Direction » Please reproduce every one of the entries below word for word, keeping each line unchanged.

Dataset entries
++++++++

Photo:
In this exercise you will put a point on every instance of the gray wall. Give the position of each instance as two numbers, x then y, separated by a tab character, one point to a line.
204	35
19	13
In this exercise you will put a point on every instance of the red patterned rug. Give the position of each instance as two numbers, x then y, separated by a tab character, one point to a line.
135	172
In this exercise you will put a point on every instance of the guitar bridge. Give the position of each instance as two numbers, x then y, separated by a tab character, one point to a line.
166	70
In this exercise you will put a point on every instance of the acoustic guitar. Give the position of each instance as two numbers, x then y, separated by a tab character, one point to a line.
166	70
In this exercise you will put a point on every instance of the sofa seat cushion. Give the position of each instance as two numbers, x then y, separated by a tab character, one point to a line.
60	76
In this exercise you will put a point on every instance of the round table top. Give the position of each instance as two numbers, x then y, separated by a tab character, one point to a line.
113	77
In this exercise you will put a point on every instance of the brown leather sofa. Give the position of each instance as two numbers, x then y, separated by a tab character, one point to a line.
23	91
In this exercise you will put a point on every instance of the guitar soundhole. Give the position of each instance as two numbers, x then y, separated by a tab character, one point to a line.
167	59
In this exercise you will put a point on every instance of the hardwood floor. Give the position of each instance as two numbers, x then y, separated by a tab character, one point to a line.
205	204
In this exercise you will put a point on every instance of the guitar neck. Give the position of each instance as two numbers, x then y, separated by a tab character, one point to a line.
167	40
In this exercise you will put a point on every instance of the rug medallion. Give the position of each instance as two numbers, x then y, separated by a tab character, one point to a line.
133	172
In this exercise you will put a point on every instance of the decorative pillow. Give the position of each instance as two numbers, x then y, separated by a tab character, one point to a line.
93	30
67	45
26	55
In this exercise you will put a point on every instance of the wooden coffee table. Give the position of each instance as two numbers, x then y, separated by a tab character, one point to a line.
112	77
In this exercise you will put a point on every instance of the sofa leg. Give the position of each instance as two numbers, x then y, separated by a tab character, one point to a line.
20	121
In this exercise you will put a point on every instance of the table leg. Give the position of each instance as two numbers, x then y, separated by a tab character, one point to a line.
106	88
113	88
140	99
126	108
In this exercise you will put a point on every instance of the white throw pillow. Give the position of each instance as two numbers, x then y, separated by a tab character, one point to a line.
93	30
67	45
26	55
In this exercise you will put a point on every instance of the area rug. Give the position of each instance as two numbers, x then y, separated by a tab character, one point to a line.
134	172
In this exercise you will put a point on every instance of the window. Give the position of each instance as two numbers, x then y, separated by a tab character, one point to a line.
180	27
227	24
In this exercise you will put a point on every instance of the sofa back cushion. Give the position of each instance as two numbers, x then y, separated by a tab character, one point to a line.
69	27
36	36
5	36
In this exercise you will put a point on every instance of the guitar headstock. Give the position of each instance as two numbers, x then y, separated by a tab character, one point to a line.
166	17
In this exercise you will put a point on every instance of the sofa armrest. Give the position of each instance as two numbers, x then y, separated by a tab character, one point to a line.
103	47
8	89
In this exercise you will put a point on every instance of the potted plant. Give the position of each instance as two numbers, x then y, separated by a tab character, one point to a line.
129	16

++++++++

Worked solution »
Photo:
In this exercise you will put a point on every instance of the gray wall. Give the position of each instance as two numbers, x then y, separated by a tab character, one point to a line.
204	35
19	13
In this exercise you will put a point on every instance of the red patterned rug. Give the position of each instance as two numbers, x then y, separated by a tab character, one point to a line.
135	172
In this exercise you will put a point on every instance of the guitar bridge. Give the position of each instance as two numbers, x then y, separated by a tab character, one point to a line.
166	70
In this exercise you will put a point on every instance of the acoustic guitar. Give the position of each instance as two numbers, x then y, separated by a tab character, one point to a line.
166	70
In this exercise you will put a point on every instance of the sofa seat cushion. Give the position of each instance as two numbers, x then y, separated by a tab character, one point to a line.
60	76
In this exercise you will put a point on every instance of the round table top. Give the position of each instance as two numbers, x then y, separated by a tab character, one point to a line.
113	77
In this exercise you will put a point on every instance of the brown leather sofa. Give the position of each instance as two numbers, x then y, separated by a tab character, one point to a line.
23	91
In this exercise you will put a point on every instance of the guitar soundhole. Give the position of each instance as two numbers, x then y, separated by a tab character, one point to a line.
167	59
In this exercise you will put a point on every instance of the hardwood floor. Give the position of each instance as two numbers, x then y, separated by a tab character, one point to a line.
205	204
In this exercise you will put a point on every instance of the guitar neck. Give the position of each instance as two numbers, x then y, separated by a tab character, one point to a line.
167	40
In this exercise you will put a point on every instance of the rug medallion. Give the position of each instance as two numbers, x then y, separated by a tab character, one point to a line.
133	172
In this exercise you will put a point on every instance of the decorative pillow. Give the position of each instance as two numbers, x then y, separated by a tab character, one point to a line.
93	30
67	45
26	55
In this exercise you will put a point on every instance of the wooden coffee table. Give the position of each instance as two numbers, x then y, separated by a tab character, one point to a line.
112	77
In this exercise you will put a point on every instance of the sofa leg. Give the position of each instance as two numbers, x then y, separated by a tab character, one point to a line.
20	121
In this exercise you will put a point on every instance of the table leg. Give the position of each instance as two numbers, x then y, separated by a tab character, one point to a line.
106	88
113	88
140	99
126	108
In this exercise you will put a point on every instance of the white throw pillow. Give the position of each instance as two numbers, x then y, separated by a tab character, one point to a line.
93	30
67	45
26	55
In this exercise you will put a point on every instance of the area rug. Give the position of each instance as two numbers, x then y, separated by a tab character, one point to a line.
134	172
In this exercise you will put a point on every instance of the window. Give the position of each instance as two numbers, x then y, separated by a tab character, one point to a line.
180	27
227	24
In this exercise you will put a point on every instance of the sofa back cushion. Give the position of each instance as two numbers, x then y, separated by a tab character, one point to a line.
69	27
36	36
5	36
In this exercise you will put a point on every instance of the guitar headstock. Give the position of each instance as two numbers, x then y, separated by a tab character, one point to a line.
166	17
In this exercise you will put a point on every instance of the sofa armrest. Give the position of each instance as two numbers, x then y, separated by a tab character, one point to a line.
103	47
8	89
In this exercise you will put a point on every instance of the potted plant. Give the position of each instance as two numbers, x then y, separated by a tab character, one point to a line.
129	16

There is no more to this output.